§ WRITTEN REQUEST:
Recast the lines of data from the line with "Label each instance of the white" through the line with "column 284, row 265", both ends included, as a JSON list of strings, one string per line and blank lines omitted. Include no other lines.

§ EXERCISE DATA:

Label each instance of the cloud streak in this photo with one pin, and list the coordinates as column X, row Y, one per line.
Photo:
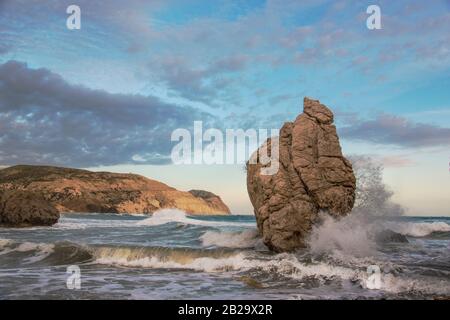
column 45, row 120
column 396, row 130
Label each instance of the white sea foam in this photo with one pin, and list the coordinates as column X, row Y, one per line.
column 42, row 250
column 245, row 239
column 174, row 215
column 418, row 229
column 284, row 265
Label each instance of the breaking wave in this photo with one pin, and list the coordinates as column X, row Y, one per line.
column 164, row 216
column 245, row 239
column 419, row 229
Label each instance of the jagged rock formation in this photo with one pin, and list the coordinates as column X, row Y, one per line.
column 72, row 190
column 313, row 176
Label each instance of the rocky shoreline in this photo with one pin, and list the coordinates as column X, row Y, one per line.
column 37, row 195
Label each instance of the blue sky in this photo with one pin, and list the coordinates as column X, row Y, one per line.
column 99, row 96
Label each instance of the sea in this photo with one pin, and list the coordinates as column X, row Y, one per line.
column 172, row 255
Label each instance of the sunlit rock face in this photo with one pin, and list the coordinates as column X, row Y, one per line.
column 313, row 176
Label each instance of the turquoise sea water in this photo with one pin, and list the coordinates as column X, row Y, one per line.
column 174, row 256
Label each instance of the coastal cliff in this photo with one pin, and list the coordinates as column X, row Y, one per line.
column 42, row 189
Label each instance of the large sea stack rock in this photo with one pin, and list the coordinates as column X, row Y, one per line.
column 73, row 190
column 313, row 176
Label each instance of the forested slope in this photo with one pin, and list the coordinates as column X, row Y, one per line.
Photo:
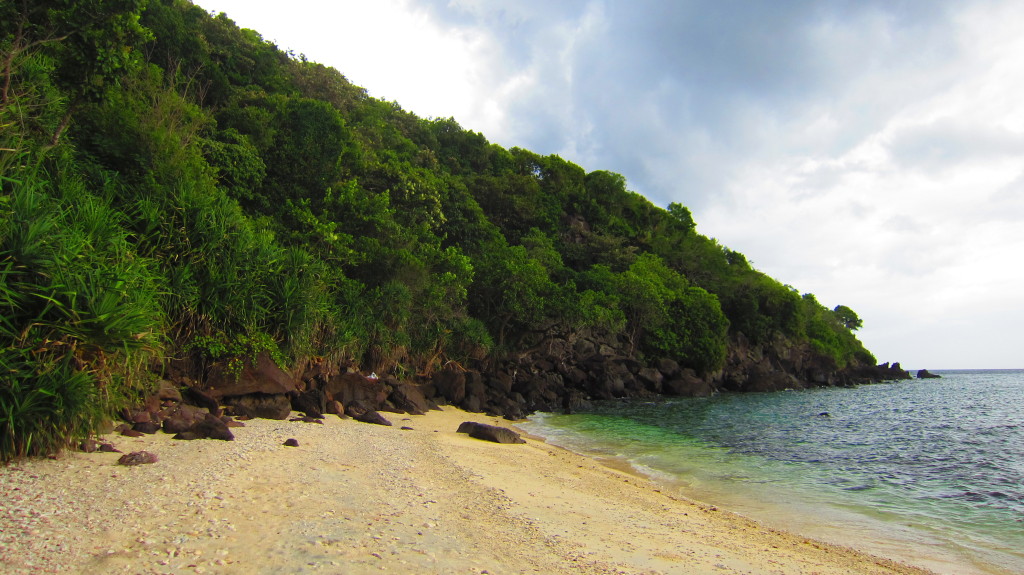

§ OUTPUT FOR THIS EXERCISE:
[
  "Label each instance of the white sea foam in this photo with one pin, and list the coordinates as column X, row Y, one per line.",
  "column 42, row 250",
  "column 245, row 239",
  "column 174, row 215",
  "column 418, row 229",
  "column 284, row 265"
]